### 文書の抜粋:
....
『安全地帯VIII 太陽』十曲目、「黄昏はまだ遠く」です。
とうとうこの曲までたどり着きました……短い活動休止期間はあったものの、このアルバムを最後にもう安全地帯はなくなるんじゃないかと思わされた「あの」十年間を控えた『太陽』の、最後の曲です。実際にはこの後シングル「あの頃へ」「ひとりぼっちのエール」がリリースされてますし、アルバムも『アナザー・コレクション』や『ベスト2』のリリースがありましたから、しばらくは安全地帯がなくなったという感覚はなかったんですけど、長い活動休止期間中に、振り返るとあそこが終わりだったんだ……とわたくしが思える地点が、この「黄昏はまだ遠く」なのでした。それほど終わり感が高い曲で、その点ではあの「To me」ですら及ばないんじゃないかと思っております。
その「終わり感」は、おそらく、歌詞に表された様々な感情、たとえば、注ぐあてが見つからないのにまだ燃えたぎる情熱を心身のうちに抱えている感覚、夢や幸福を探し求め迷い続ける感覚、その中で、消えてゆく憧憬、手元には愛だけが残されたからそれをけっして失うまいと思う感覚、こうしたものを、歌う玉置さんだけでなく、メンバー全員が曲にたたきつけたような演奏によって生まれているのだと思います。
ビートルズの「The Long and Winding Road」は、厳密にはビートルズ最後の曲ではありませんが、あの曲に込められた思いがビートルズが終わったことを示していたと信じるわたくし、「黄昏はまだ遠く」は安全地帯の「The Long and Winding Road」だと思っております。なおその後ビートルズは『アビー・ロード』で本当に終わっちゃいますけど、安全地帯は戻ってきましたので、めでたしめでたしです。余談ではありますが、「The Long and Winding Road」にストリングスを付け加えられたとポールが不満だったというのは意外でした。めちゃくちゃ合ってるじゃないですか、ストリングス。『LET IT BE naked』で聴くことのできるストリングスなしバージョンは、わたくしにはどうもしっくりきません。まあ、こういうふうに作りたかったんならポールが不満だったのもわかるんだけどねえ、という感じです。
さて、曲はエレクトリックピアノのソロで、サビのフレーズを奏でるところから始まります。そのまま玉置さんのボーカル、六土さんのベースが入り、そして「ドス!」という田中さんのバスドラから、Bメロにはいるときにスネアが「バシ!」とリバーブたっぷりに響き、ギターのアルペジオで一気に盛り上げ、ストリングスをまじえたサビに入ります。サビはあっさり終わり、二番もだいたい一番と同じ……今度は最初からスネア、途中から薄いストリングスを入れて進みます。二度目のサビはあっさり終わらず二回繰り返し、そのまま間奏に向かいます。
....
### 課題 a:
上の文章から、「とうとうこの曲までたどり着き」を含む箇所で始まり「じゃないかと思っております。」で終わる部分を、一字も変えずに引用せよ。

### 提供資料:
....
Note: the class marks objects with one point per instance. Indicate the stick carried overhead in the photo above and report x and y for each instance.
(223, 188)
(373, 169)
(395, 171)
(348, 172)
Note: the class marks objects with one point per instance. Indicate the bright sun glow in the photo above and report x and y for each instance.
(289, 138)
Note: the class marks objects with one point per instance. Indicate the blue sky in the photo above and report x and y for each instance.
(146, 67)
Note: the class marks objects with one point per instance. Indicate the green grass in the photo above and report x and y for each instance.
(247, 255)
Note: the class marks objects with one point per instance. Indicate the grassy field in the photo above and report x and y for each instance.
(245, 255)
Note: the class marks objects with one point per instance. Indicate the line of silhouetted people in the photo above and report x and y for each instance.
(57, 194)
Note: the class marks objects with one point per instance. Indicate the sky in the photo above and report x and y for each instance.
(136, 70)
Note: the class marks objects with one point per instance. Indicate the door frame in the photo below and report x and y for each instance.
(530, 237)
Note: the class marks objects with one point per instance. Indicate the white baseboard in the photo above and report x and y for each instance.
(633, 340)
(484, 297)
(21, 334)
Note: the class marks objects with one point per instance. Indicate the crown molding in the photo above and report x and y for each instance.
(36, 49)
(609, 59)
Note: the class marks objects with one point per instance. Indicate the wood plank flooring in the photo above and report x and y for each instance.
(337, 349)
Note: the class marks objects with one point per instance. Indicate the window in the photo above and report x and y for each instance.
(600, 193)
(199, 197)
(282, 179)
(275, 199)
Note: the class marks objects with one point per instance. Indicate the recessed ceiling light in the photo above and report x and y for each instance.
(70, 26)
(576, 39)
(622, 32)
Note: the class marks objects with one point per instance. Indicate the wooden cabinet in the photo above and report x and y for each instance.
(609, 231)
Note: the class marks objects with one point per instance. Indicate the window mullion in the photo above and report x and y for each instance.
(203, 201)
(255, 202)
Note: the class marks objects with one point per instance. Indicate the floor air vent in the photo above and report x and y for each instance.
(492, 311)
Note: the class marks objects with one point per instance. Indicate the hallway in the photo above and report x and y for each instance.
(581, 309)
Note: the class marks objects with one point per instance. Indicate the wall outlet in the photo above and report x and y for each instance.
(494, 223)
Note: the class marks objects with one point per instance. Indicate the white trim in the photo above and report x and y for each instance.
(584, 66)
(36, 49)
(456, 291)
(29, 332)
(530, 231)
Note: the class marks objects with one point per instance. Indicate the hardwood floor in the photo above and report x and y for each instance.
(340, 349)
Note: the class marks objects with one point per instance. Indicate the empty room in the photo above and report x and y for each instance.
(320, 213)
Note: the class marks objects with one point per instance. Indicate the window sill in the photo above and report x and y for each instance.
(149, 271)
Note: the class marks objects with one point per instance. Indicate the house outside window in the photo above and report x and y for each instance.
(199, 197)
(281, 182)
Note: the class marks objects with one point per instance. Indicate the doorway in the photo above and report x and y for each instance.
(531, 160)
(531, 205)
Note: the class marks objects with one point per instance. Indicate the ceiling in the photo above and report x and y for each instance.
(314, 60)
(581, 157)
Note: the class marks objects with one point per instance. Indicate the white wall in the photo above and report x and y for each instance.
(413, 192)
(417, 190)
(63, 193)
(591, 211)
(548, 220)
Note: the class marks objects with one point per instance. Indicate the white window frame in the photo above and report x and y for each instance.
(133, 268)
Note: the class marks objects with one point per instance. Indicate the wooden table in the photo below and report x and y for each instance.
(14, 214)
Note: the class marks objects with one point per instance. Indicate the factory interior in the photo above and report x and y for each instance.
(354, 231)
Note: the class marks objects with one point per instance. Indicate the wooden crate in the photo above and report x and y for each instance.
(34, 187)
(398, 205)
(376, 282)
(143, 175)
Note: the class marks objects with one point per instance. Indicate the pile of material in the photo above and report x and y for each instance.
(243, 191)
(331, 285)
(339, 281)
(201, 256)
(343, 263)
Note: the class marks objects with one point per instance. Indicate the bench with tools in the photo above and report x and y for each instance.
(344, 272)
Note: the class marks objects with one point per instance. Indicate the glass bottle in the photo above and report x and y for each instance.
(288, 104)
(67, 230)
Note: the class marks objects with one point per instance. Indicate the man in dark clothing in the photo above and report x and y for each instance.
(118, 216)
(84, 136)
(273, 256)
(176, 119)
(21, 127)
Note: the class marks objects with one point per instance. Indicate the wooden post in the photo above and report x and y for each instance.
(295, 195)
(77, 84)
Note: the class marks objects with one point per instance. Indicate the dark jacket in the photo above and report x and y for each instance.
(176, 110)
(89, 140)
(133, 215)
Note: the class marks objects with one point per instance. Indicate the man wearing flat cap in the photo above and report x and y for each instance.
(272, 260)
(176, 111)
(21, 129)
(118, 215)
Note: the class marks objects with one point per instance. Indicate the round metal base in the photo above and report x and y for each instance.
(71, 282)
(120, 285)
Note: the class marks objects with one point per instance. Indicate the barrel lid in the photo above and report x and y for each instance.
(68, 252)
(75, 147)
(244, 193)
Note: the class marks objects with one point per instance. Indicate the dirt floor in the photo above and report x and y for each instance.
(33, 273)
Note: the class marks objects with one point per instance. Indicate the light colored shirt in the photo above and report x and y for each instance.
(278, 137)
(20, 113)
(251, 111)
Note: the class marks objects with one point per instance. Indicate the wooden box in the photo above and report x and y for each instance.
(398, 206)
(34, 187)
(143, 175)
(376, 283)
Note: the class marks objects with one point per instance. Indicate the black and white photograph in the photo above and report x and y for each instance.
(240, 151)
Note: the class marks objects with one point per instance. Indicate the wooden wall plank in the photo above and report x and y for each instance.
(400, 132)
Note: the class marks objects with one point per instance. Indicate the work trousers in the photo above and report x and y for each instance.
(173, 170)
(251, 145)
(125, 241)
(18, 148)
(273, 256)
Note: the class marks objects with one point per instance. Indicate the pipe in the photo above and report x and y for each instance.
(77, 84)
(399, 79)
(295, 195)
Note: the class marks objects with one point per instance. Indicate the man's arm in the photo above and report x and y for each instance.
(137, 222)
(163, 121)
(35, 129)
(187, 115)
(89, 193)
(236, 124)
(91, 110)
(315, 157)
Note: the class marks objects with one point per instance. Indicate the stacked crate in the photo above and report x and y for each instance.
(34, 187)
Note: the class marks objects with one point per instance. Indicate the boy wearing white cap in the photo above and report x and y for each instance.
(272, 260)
....
### 課題 b:
上のエントリーのうち、「Indicate the stacked」を含む行から始まりエントリーの最後の行で終わる部分を、一字も変えずに書き写せ。

### 解答 a:
とうとうこの曲までたどり着きました……短い活動休止期間はあったものの、このアルバムを最後にもう安全地帯はなくなるんじゃないかと思わされた「あの」十年間を控えた『太陽』の、最後の曲です。実際にはこの後シングル「あの頃へ」「ひとりぼっちのエール」がリリースされてますし、アルバムも『アナザー・コレクション』や『ベスト2』のリリースがありましたから、しばらくは安全地帯がなくなったという感覚はなかったんですけど、長い活動休止期間中に、振り返るとあそこが終わりだったんだ……とわたくしが思える地点が、この「黄昏はまだ遠く」なのでした。それほど終わり感が高い曲で、その点ではあの「To me」ですら及ばないんじゃないかと思っております。

### 解答 b:
Note: the class marks objects with one point per instance. Indicate the stacked crate in the photo above and report x and y for each instance.
(34, 187)
Note: the class marks objects with one point per instance. Indicate the boy wearing white cap in the photo above and report x and y for each instance.
(272, 260)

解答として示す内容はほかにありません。